**TASK OBJECTIVE**:
Output the data from the line containing "Spot each red and white striped barrier here." through the end of the data, inclusive, as a two-column CSV with the columns request and answer. Put each instruction text in one quoted request field and the coordinates that follow it in one quoted answer field, replacing line breaks with spaces.

Begin

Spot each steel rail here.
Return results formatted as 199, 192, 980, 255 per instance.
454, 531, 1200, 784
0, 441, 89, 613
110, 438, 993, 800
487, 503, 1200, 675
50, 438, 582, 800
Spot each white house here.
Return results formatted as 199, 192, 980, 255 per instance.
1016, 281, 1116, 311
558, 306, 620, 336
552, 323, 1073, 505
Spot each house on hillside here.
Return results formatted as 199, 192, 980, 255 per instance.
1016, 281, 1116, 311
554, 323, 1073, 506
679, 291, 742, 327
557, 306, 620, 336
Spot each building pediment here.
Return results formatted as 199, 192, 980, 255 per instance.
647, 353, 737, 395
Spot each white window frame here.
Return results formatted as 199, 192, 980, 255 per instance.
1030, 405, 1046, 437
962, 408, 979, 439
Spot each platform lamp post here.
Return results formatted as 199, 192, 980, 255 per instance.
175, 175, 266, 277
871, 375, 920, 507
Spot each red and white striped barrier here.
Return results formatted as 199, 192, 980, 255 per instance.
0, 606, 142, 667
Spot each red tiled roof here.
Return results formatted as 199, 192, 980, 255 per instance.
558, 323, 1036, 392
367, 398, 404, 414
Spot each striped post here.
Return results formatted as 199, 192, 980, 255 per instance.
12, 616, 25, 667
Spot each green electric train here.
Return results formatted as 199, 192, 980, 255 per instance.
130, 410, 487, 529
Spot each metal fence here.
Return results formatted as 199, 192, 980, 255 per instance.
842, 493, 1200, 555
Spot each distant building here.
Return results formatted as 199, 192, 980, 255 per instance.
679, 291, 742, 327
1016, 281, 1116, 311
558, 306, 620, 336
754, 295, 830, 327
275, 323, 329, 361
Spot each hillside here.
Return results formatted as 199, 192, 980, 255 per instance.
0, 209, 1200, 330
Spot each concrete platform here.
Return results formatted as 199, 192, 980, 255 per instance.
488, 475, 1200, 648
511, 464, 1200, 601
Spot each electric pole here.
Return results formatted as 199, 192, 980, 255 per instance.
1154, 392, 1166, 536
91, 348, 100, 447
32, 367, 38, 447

End

**EXERCISE RESULT**:
request,answer
"Spot each red and white striped barrier here. Return results formatted as 199, 192, 980, 255 per instance.","0, 606, 142, 667"
"Spot each red tiled roof here. Return results formatted as 199, 192, 980, 255 per instance.","558, 323, 1036, 392 367, 398, 404, 414"
"Spot each striped post here. Return results formatted as 199, 192, 980, 255 per instance.","12, 616, 25, 667"
"Spot each green electric train here. Return results formatted as 199, 192, 980, 255 per instance.","130, 410, 487, 529"
"Spot each metal fence here. Return results formatted as 199, 192, 980, 255 per instance.","842, 493, 1200, 555"
"Spot each distant building here. Return results formatted as 199, 192, 980, 255 per instance.","679, 291, 742, 327 1016, 281, 1116, 311 558, 306, 620, 336 754, 295, 830, 327 275, 323, 329, 361"
"Spot each hillside here. Return results formatted as 199, 192, 980, 255 per instance.","0, 209, 1200, 330"
"Spot each concrete platform here. Return results formatted as 199, 192, 980, 255 per instance.","488, 475, 1200, 648 511, 464, 1200, 601"
"Spot each electric pole here. Return results formatted as 199, 192, 980, 255 per instance.","1154, 392, 1166, 536 91, 348, 100, 447 32, 367, 38, 447"